## Sezione del testo
+++
Ruini: il mio Papa, leader, povero, da sempre santo
Cardinale racconta a giovani suo rapporto ventennale con beato
03 maggio, 12:40di Giovanna Chirri
ROMA - Il colloquio, a cena - ''non ero mai stato a cena da un Papa'' -, e il suo interesse ''per il divenire della societa' italiana''. La ''capacita' di leadership''. Il non pensare mai che ''la soluzione migliore fosse fare un passo indietro'': ''spesso l'ho visto optare per la via piu' rischiosa''. ''Gli riusciva bene ascoltare e stabilire un rapporto con i giovani'' e ''i giovani hanno risposto''. Il cardinale Camillo Ruini, vicario di Roma dal '91 al 2008 e ai vertici della Cei dall'86 al 2007, racconta al pubblico giovane del pub ''Giovanni Paolo II'', nel centro di Roma, il suo rapporto quasi ventennale con Karol Wojtyla. Un ritratto suscitato dalle domande alle quali il porporato ha risposto con spontaneita'.
''Da li' comincio' la mia conoscenza personale con lui. Era l'autunno '84, era la mia prima cena con un Papa: a Pio XII e Giovanni XXIII avevo stretto la mano, a Paolo VI neppure''. La prima impressione, poi confermata: ''era un uomo molto concreto, di fede pratica e di profonda preghiera, in quella fase dell'Italia lo interessava il momento ecclesiale, l'atteggiamento della Chiesa, l'azione, l'attivita' pastorale, voleva una spinta propulsiva, alla evangelizzazione dell'uomo come via della Chiesa e cercava di verificare se la preparazione al convegno andava in quella direzione o no''. Il Papa domanda e il giovane ausiliare di Reggio Emilia risponde, uno dei presenti suggerisce a Ruini un ''linguaggio piu' prudente'' nelle risposte, ma il Papa interviene con un ''lo lasci parlare''. Un uomo con ''molto senso del concreto'', ma anche ''uomo di Dio, di preghiera, convivevano in lui il mistico e l'uomo d'azione, in questo senso capace di leadership, non politico in senso stretto: era poco interessato alla politica, forse a quella in Polonia, ma per l'Italia era interessato al ''divenire della societa' italiana, in cui la politica aveva certo un peso''.
+++
## Materiale raccolto
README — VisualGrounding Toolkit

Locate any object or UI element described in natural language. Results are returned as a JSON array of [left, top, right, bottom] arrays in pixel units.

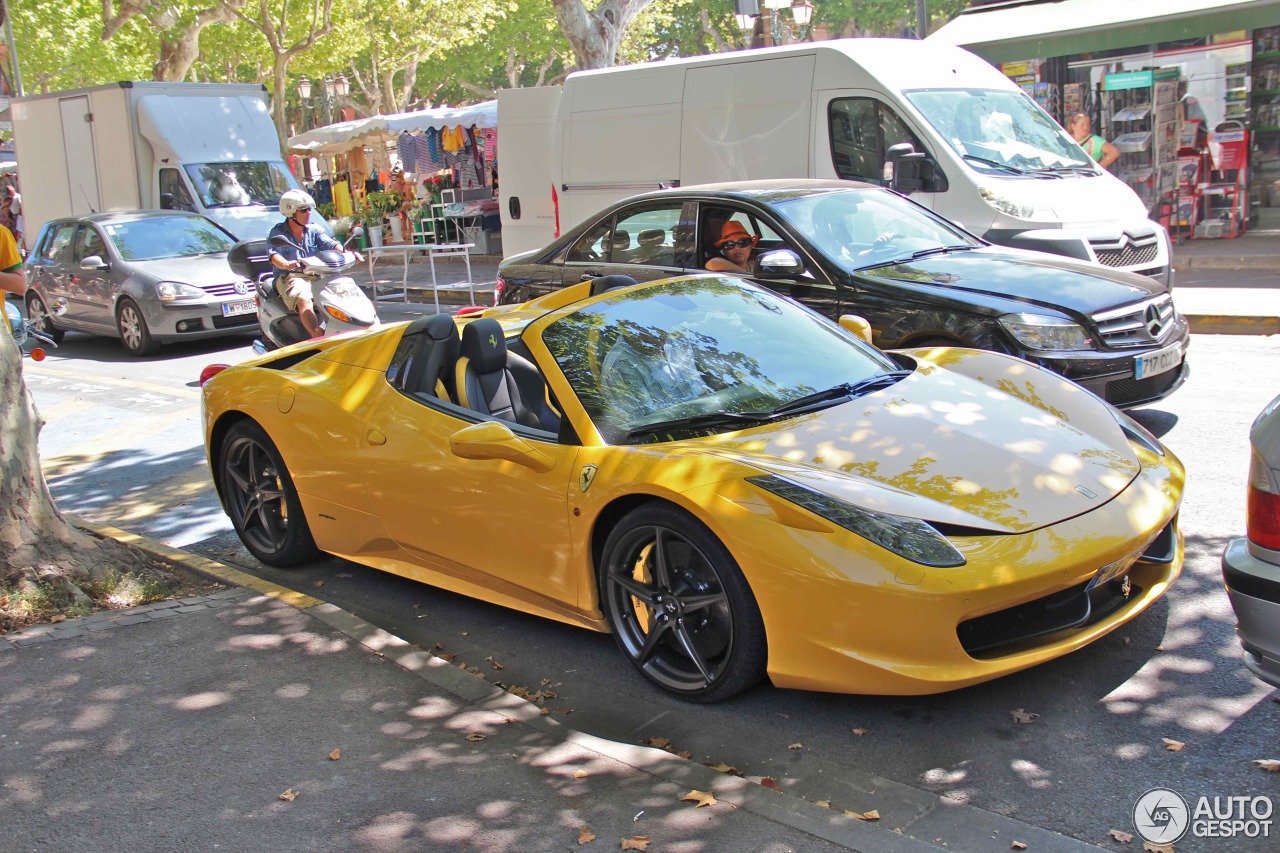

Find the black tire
+++
## Il compito
Riporta alla lettera il passo dell'articolo su Ruini e Giovanni Paolo II compreso tra "Ruini: il mio" e "risposto con spontaneita'.", estremi inclusi.

## Risposta completa
Ruini: il mio Papa, leader, povero, da sempre santo
Cardinale racconta a giovani suo rapporto ventennale con beato
03 maggio, 12:40di Giovanna Chirri
ROMA - Il colloquio, a cena - ''non ero mai stato a cena da un Papa'' -, e il suo interesse ''per il divenire della societa' italiana''. La ''capacita' di leadership''. Il non pensare mai che ''la soluzione migliore fosse fare un passo indietro'': ''spesso l'ho visto optare per la via piu' rischiosa''. ''Gli riusciva bene ascoltare e stabilire un rapporto con i giovani'' e ''i giovani hanno risposto''. Il cardinale Camillo Ruini, vicario di Roma dal '91 al 2008 e ai vertici della Cei dall'86 al 2007, racconta al pubblico giovane del pub ''Giovanni Paolo II'', nel centro di Roma, il suo rapporto quasi ventennale con Karol Wojtyla. Un ritratto suscitato dalle domande alle quali il porporato ha risposto con spontaneita'.